Copy every line of the records below word for word, with nothing left out or changed.
[START OF Records to process]
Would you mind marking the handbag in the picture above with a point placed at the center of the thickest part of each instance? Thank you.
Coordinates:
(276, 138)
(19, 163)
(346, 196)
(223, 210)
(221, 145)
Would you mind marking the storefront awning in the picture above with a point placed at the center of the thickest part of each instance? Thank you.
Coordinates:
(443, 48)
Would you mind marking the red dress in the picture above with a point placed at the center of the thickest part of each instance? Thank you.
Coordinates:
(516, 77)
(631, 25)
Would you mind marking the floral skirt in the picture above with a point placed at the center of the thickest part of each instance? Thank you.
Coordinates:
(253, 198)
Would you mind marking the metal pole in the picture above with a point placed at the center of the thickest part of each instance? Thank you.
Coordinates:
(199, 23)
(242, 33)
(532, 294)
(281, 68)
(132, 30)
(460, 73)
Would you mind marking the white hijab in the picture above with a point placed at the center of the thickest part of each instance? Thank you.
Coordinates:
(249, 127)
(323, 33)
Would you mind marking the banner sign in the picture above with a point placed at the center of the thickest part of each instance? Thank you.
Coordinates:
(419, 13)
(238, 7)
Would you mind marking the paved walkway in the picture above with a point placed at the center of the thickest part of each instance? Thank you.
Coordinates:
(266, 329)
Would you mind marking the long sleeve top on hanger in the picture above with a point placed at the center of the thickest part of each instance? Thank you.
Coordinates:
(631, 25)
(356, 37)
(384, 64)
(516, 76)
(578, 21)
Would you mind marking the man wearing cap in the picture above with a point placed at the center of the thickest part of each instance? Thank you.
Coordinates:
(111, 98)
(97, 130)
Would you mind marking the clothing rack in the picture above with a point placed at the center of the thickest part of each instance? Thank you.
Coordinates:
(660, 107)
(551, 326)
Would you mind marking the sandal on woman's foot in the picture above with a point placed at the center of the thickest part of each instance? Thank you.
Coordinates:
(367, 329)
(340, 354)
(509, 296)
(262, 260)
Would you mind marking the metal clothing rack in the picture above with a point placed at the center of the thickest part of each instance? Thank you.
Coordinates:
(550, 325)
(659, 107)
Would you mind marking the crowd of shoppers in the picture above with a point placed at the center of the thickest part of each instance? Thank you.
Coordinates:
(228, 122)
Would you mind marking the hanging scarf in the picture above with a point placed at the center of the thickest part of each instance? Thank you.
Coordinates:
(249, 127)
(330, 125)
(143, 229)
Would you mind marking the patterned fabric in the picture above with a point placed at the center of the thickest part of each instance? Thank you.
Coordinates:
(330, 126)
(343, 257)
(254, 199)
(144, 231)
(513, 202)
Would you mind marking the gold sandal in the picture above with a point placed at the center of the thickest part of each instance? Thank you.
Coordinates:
[END OF Records to process]
◆ Response to the exercise:
Would you mind marking the handbag in the picture above with a point placed at the center of the thickest part of each instance? Thank you.
Coordinates:
(276, 138)
(19, 163)
(346, 196)
(223, 210)
(221, 145)
Would you mind marking the storefront awning in the picture above with a point placed at the center of the thickest part of each instance? Thank you.
Coordinates:
(443, 48)
Would you mind marking the red dress in the picture above with a point placed at the center of the thickest part of each instance? Thank you.
Coordinates:
(516, 77)
(631, 25)
Would you mind marking the floral skirt in the picture above with a point placed at the center of the thickest part of each instance? Thank you.
Coordinates:
(253, 198)
Would you mind marking the metal pole in the picture above with a point placed at the center of the thickest part of each instance? Thank you.
Coordinates:
(199, 23)
(242, 33)
(532, 294)
(281, 68)
(132, 30)
(460, 73)
Would you mind marking the white hijab in the picture above with a point placed at the center of the thickest part of each instance? Thank you.
Coordinates:
(249, 127)
(323, 33)
Would you mind marking the banner sign in the picture above with a point placed at the center of the thickest part of each instance? Thank you.
Coordinates:
(419, 13)
(238, 7)
Would you mind marking the paved walkway in the picture above with a point placed at the center of the thickest part of each instance? Thank you.
Coordinates:
(266, 329)
Would you mind marking the long sleeve top on hanger in the picture above with a point placed at the center of the thickest part of each instance? Thank you.
Coordinates:
(631, 25)
(356, 37)
(384, 64)
(516, 76)
(578, 21)
Would you mind marking the man wearing cap in the picture above with a point placed at the center of the thickest part of each instance? Thank you.
Coordinates:
(111, 98)
(97, 130)
Would you mind marking the clothing rack in the picture above with a point placed at the center of the thickest part of each instance? Thank you.
Coordinates:
(660, 107)
(551, 326)
Would you mind marking the sandal on woman's foot in the picture above with a point placed at the center of the thickest part of each instance? Thank you.
Coordinates:
(367, 329)
(340, 354)
(509, 296)
(262, 260)
Would you mind marking the metal clothing rack in the picture above with a point placed at the center of the thickest part of each instance? Thank you.
Coordinates:
(550, 325)
(659, 107)
Would you mind marking the crowd of shoppers in the picture above with a point placed at the center of the thickest part of each instance? Thank you.
Coordinates:
(228, 122)
Would you mind marking the hanging scarf in the picture above with a point placed at the center of the thickest part of each instance? Thank you.
Coordinates:
(249, 127)
(330, 125)
(143, 229)
Would you mind marking the patterned fabric in the picture above with a point placed at the center of the thickest part of each instance? Thank you.
Coordinates:
(330, 126)
(343, 257)
(254, 199)
(144, 231)
(513, 202)
Would you mind marking the gold sandal in the picture above with a point placed at the center of the thickest part of each instance? Thank you.
Coordinates:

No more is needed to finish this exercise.